PASSAGE SHOWN:
--- --- ---
# Why won't GApps flash?!?!?



## MrParks06 (Apr 26, 2012)

Hello everyone. I recently got into the flashing game and I'm loving it, Android all the way. I'm having trouble though where my GApps won't flash. I've tried flashing them through Goo Manager and TWRP 2 as well as straight from the recovery. This happened when I loaded AOKP M5 but I somehow got them back. Now I'm on Build 38 and they didn't flash. If anyone has any thoughts please help, thanks in advance


----------



## Jubakuba (Sep 8, 2011)

Is it throwing errors?
What is causing you to think they aren't flashing?

If the play store and your google account are available...you have GApps.
The apps that are available on the market (play music, gmail, maps, etc) aren't in Gapps anymore.


----------



## RMarkwald (Oct 19, 2011)

Plus make sure you are flashing GApps right after you flash your ROM. Flash the ROM, boot it up, then reboot into recovery to flash GApps. Flash them back to back, then reboot.


----------



## MrParks06 (Apr 26, 2012)
--- --- ---
PROBLEMS:
**A.** Translate this sentence from the GApps thread into Spanish: "The apps that are available on the market (play music, gmail, maps, etc) aren't in Gapps anymore."
**B.** Write the next part of the thread about GApps not flashing, starting right after its last line.
Leave the listing out of your work, since it has no role in it.

DATASET EXCERPT:
--- --- ---
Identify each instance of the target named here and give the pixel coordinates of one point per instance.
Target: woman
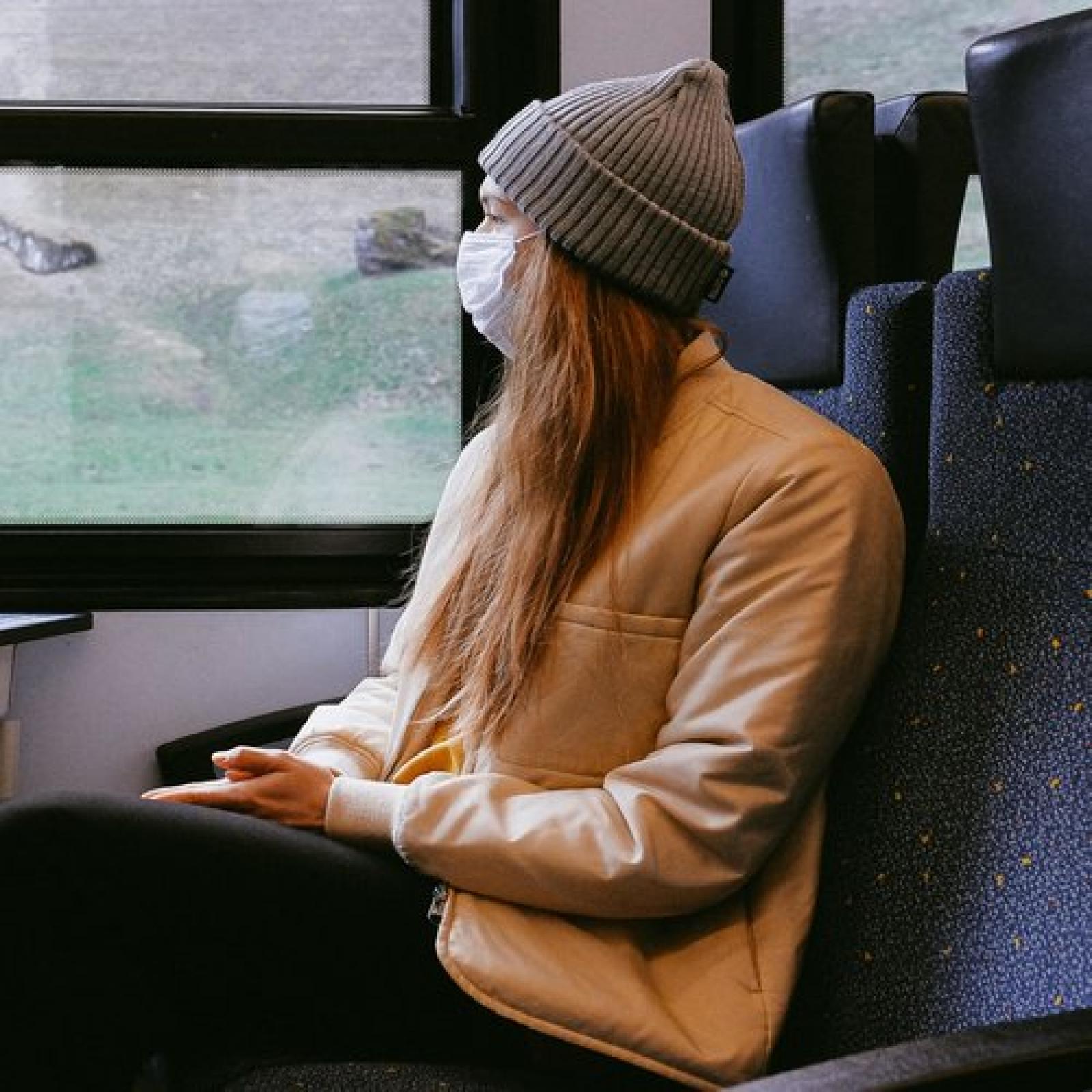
--- --- ---
ANSWERS TO THE EXERCISES:
**A.** Las aplicaciones que están disponibles en el market (play music, gmail, maps, etc.) ya no están en Gapps.

**B.**
o. I see. lol yea the play store showed up, I just thought all the google apps were supposed to show up. Thanks man


----------



## miketoasty (Jun 10, 2011)

MrParks06 said:


> o. I see. lol yea the play store showed up, I just thought all the google apps were supposed to show up. Thanks man


Not like they used to. Gapps is becoming very minimal and only includes 3 or 4 actual apps now a days.


----------



## codesplice (Oct 21, 2011)

miketoasty said:


> Not like they used to. Gapps is becoming very minimal and only includes 3 or 4 actual apps now a days.


You can find all the apps published by Google by searching "pub: Google Inc." in the Play Store.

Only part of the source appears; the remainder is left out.